*** Opening of Supplied data ***

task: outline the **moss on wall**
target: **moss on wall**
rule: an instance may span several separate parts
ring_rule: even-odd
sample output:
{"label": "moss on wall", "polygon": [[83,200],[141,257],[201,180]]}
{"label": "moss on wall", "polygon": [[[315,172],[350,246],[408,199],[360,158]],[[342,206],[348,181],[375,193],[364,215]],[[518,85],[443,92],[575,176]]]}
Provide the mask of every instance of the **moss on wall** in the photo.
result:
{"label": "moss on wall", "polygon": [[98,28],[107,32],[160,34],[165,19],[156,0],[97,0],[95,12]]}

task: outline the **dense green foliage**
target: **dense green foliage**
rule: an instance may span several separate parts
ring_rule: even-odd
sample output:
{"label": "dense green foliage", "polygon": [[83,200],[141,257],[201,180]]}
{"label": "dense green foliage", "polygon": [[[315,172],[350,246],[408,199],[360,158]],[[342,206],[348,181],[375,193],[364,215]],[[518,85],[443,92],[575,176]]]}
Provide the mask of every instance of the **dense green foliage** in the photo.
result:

*** Close of Supplied data ***

Task to complete: Give again, exactly as written, every line from the first one above through the line that has "task: outline the **dense green foliage**" in it.

Your solution:
task: outline the **moss on wall**
target: **moss on wall**
rule: an instance may span several separate parts
ring_rule: even-odd
sample output:
{"label": "moss on wall", "polygon": [[83,200],[141,257],[201,180]]}
{"label": "moss on wall", "polygon": [[[315,172],[350,246],[408,199],[360,158]],[[342,206],[348,181],[375,193],[364,215]],[[518,85],[443,92],[575,176]]]}
Provide the mask of every instance of the **moss on wall** in the photo.
result:
{"label": "moss on wall", "polygon": [[98,28],[107,32],[160,34],[165,19],[156,0],[97,0],[95,12]]}

task: outline the **dense green foliage**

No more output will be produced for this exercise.